• _WHAT IS REQUIRED_
Give each line of the records below as one string in a JSON list, leaving out blank lines.

** Start of INPUT MATERIAL **

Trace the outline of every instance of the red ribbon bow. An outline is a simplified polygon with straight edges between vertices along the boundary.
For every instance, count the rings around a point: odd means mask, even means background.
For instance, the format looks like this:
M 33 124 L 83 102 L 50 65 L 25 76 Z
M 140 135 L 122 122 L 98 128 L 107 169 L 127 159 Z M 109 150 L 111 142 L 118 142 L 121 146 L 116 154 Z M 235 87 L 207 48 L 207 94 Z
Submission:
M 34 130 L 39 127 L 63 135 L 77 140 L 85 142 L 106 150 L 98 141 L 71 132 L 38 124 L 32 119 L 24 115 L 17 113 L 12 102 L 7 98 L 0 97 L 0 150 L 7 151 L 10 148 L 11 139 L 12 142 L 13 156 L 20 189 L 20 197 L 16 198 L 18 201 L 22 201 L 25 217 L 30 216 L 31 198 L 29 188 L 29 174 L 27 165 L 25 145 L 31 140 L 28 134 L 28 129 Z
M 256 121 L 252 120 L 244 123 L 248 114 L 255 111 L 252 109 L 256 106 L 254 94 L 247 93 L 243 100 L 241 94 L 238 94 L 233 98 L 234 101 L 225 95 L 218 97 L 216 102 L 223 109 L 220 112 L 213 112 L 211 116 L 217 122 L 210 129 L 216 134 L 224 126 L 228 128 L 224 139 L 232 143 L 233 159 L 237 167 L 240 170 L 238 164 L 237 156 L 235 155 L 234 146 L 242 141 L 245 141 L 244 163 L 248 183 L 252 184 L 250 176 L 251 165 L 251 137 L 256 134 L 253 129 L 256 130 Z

** End of INPUT MATERIAL **

• _THE RESPONSE_
[
  "Trace the outline of every instance of the red ribbon bow. An outline is a simplified polygon with straight edges between vertices along the boundary.",
  "For every instance, count the rings around a point: odd means mask, even means background.",
  "For instance, the format looks like this:",
  "M 33 124 L 83 102 L 50 65 L 25 76 Z",
  "M 140 135 L 122 122 L 98 128 L 107 169 L 127 159 Z M 109 150 L 111 142 L 118 142 L 121 146 L 116 154 Z M 235 87 L 207 48 L 207 94 Z",
  "Submission:",
  "M 34 130 L 39 127 L 63 135 L 77 140 L 85 142 L 106 150 L 98 141 L 71 132 L 38 124 L 32 119 L 24 115 L 17 113 L 12 102 L 7 98 L 0 97 L 0 150 L 7 151 L 10 148 L 11 139 L 12 142 L 13 156 L 20 189 L 20 197 L 16 198 L 18 201 L 22 201 L 25 217 L 30 216 L 31 198 L 29 188 L 29 174 L 27 165 L 25 145 L 31 140 L 28 134 L 28 129 Z",
  "M 256 121 L 252 120 L 244 123 L 248 114 L 255 111 L 252 109 L 256 106 L 254 94 L 247 93 L 243 100 L 241 94 L 238 94 L 233 98 L 234 101 L 225 95 L 218 97 L 216 102 L 223 109 L 220 112 L 213 112 L 211 116 L 217 122 L 210 129 L 216 134 L 224 126 L 228 128 L 224 139 L 232 143 L 233 159 L 237 167 L 240 170 L 238 164 L 237 156 L 235 155 L 234 146 L 242 141 L 245 141 L 244 163 L 248 183 L 252 184 L 250 176 L 251 165 L 251 137 L 256 134 L 253 129 L 256 130 Z"
]